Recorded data
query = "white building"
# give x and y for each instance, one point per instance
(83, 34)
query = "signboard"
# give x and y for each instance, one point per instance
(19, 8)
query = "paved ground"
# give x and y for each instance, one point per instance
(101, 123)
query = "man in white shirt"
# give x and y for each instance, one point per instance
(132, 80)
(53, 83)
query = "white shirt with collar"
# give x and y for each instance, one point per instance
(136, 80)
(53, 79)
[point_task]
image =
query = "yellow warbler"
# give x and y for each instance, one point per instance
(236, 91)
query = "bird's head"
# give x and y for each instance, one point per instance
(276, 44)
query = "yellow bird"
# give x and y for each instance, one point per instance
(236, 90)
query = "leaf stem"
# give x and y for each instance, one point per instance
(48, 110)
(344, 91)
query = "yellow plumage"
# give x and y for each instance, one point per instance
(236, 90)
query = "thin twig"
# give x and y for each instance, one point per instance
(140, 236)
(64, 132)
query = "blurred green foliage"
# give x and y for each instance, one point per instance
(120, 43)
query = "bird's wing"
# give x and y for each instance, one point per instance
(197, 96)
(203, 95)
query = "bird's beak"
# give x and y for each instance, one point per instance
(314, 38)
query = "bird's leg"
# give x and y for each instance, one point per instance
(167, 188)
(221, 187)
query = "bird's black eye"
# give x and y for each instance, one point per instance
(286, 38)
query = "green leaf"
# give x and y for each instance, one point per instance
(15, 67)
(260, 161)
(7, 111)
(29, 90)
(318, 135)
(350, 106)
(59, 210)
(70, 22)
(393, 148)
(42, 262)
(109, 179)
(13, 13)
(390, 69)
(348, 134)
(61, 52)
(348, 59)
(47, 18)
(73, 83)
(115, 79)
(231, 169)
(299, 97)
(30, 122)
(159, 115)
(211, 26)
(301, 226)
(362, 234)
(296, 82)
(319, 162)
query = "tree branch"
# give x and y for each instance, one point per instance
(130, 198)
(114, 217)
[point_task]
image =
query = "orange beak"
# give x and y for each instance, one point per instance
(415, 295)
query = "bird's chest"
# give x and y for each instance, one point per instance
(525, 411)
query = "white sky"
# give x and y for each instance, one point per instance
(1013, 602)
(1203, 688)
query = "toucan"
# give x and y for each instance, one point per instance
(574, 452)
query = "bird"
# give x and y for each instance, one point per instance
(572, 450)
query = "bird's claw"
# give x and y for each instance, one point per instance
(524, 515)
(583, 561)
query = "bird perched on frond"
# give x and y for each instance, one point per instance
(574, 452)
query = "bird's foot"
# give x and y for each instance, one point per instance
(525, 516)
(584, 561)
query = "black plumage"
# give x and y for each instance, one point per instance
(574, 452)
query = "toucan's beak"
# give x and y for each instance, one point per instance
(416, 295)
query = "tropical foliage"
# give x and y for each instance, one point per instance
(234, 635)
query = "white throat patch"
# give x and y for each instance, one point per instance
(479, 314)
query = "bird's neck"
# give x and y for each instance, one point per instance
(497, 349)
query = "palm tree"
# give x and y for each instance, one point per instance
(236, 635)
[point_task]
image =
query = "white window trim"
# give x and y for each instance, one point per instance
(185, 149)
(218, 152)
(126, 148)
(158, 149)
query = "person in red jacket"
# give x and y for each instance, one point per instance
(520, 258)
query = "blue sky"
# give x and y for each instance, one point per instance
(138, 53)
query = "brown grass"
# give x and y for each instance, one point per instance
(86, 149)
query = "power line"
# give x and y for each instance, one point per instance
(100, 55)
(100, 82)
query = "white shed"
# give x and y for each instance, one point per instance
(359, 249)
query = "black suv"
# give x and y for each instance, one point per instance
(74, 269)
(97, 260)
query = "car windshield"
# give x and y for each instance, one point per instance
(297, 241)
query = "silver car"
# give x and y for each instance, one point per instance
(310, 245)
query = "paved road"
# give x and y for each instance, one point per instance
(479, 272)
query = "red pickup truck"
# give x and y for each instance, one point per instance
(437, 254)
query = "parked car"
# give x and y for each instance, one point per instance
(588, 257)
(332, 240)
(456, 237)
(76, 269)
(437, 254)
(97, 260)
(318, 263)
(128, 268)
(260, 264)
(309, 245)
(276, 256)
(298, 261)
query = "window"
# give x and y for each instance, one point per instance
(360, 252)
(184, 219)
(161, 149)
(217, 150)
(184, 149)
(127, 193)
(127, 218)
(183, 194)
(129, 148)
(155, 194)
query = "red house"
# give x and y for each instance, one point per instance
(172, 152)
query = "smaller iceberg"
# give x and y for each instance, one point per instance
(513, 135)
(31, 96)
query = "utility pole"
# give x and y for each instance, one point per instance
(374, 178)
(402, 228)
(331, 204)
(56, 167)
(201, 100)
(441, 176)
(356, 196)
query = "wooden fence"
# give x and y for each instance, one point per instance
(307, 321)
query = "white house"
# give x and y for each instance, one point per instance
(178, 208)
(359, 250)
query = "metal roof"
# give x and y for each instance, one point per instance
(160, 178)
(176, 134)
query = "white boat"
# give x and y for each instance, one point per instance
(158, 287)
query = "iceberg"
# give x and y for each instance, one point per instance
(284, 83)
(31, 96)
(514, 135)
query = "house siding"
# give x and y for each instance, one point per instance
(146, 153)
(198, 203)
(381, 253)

» **Work to complete**
All of the records must be retyped exactly as they are.

» **Solution to the exercise**
query = "white building"
# give x and y for each instance, one point per instance
(83, 34)
query = "signboard"
# give x and y for each instance, one point per instance
(19, 8)
query = "paved ground"
# give x and y for each instance, one point per instance
(101, 123)
query = "man in white shirt"
# give x and y for each instance, one point per instance
(132, 80)
(53, 83)
query = "white shirt with collar"
# give x and y for each instance, one point per instance
(136, 80)
(53, 79)
[point_task]
image =
query = "yellow warbler"
# give x and y for each instance, one point per instance
(236, 91)
query = "bird's head"
# give x and y for each instance, one point per instance
(276, 44)
query = "yellow bird"
# give x and y for each instance, one point per instance
(236, 90)
query = "leaf stem"
# give x and y for each instance, one point per instance
(48, 110)
(344, 91)
query = "yellow plumage"
# give x and y for each instance, one point per instance
(236, 90)
query = "thin twig"
# give x and y for each instance, one point per instance
(140, 236)
(64, 132)
query = "blurred green foliage"
# give x and y for each instance, one point per instance
(120, 43)
query = "bird's wing"
# give x and y for each instance, one point per instance
(197, 96)
(203, 95)
query = "bird's beak"
# give x and y for each instance, one point per instance
(314, 38)
query = "bird's leg"
# give x and y for each instance, one point per instance
(167, 188)
(221, 187)
query = "bird's black eye"
# give x and y for each instance, one point per instance
(286, 38)
query = "green leaf"
# give x and y for each instance, one point per instance
(15, 67)
(260, 161)
(7, 111)
(29, 90)
(318, 135)
(350, 106)
(59, 210)
(70, 22)
(393, 148)
(42, 262)
(109, 179)
(13, 13)
(390, 69)
(348, 134)
(61, 52)
(348, 59)
(47, 18)
(73, 83)
(115, 79)
(231, 169)
(299, 97)
(30, 122)
(159, 115)
(211, 26)
(301, 226)
(362, 234)
(296, 82)
(319, 162)
query = "tree branch"
# give x and y for each instance, one point per instance
(130, 198)
(114, 217)
[point_task]
image =
query = "orange beak"
# give x and y for each instance, one point per instance
(415, 295)
query = "bird's chest"
# give x and y for each instance, one point per instance
(525, 411)
query = "white sky"
# give x and y for each instance, one point per instance
(1013, 602)
(1203, 688)
query = "toucan"
# give x and y for each instance, one point per instance
(574, 452)
query = "bird"
# give x and y for each instance, one point per instance
(572, 450)
query = "bird's claw"
# give x and y for each instance, one point per instance
(524, 515)
(583, 561)
query = "bird perched on frond"
# give x and y for each instance, one point per instance
(574, 452)
query = "bird's foot"
# give x and y for each instance, one point per instance
(525, 516)
(584, 561)
query = "black plumage"
# give x and y for each instance, one point per instance
(574, 452)
query = "toucan's beak"
# give x and y for each instance, one point per instance
(416, 295)
query = "tropical foliage"
# give x and y for each instance, one point per instance
(234, 635)
query = "white throat patch"
# give x and y for each instance, one point per instance
(479, 314)
query = "bird's neck"
# give x and y for each instance, one point per instance
(497, 349)
query = "palm tree"
# give x and y for each instance, one point per instance
(236, 635)
[point_task]
image =
query = "white window trim"
# give x and y for each instance, one point per instance
(185, 149)
(218, 152)
(126, 148)
(158, 149)
query = "person in red jacket"
# give x and y for each instance, one point per instance
(520, 258)
query = "blue sky"
# give x and y for each instance, one point per instance
(138, 53)
query = "brown grass"
# give x and y for each instance, one point per instance
(86, 149)
query = "power line"
# give x and y for each instance, one point per instance
(100, 55)
(100, 82)
query = "white shed"
# give x and y for each instance, one point per instance
(359, 249)
query = "black suv"
# give x and y for each instance, one point per instance
(74, 269)
(97, 260)
query = "car windshield"
# give x and y for each instance, one point per instance
(297, 241)
query = "silver car"
# give x and y for each instance, one point per instance
(310, 245)
query = "paved road"
# give x and y for each instance, one point per instance
(479, 272)
query = "red pickup truck"
# give x and y for each instance, one point per instance
(437, 254)
query = "parked car"
# give x and y for each instance, one point per instance
(588, 257)
(332, 240)
(456, 237)
(76, 269)
(437, 254)
(97, 260)
(318, 263)
(128, 268)
(260, 264)
(309, 245)
(276, 256)
(298, 261)
query = "window"
# give x and y for each instance, one point per instance
(360, 252)
(184, 219)
(161, 149)
(217, 150)
(184, 149)
(127, 193)
(127, 218)
(183, 194)
(129, 148)
(155, 194)
query = "red house"
# give x and y for each instance, one point per instance
(172, 152)
query = "smaller iceberg"
# give x and y for each instance, one point per instance
(513, 135)
(31, 96)
query = "utility pole"
# give x and y for each instance, one point per instance
(374, 178)
(402, 228)
(331, 204)
(56, 167)
(201, 100)
(441, 176)
(356, 196)
query = "wooden fence"
# give x and y for each instance, one point per instance
(307, 321)
query = "white house"
# give x and y for each instance, one point per instance
(178, 208)
(359, 250)
query = "metal roof"
# give x and y for each instance, one point per instance
(160, 178)
(176, 134)
query = "white boat"
# give x and y for each instance, one point per instance
(158, 287)
query = "iceberg"
# give x and y for each instance, one point per instance
(284, 83)
(31, 96)
(514, 135)
query = "house siding"
# give x and y for each instance, one point per instance
(146, 153)
(198, 203)
(381, 253)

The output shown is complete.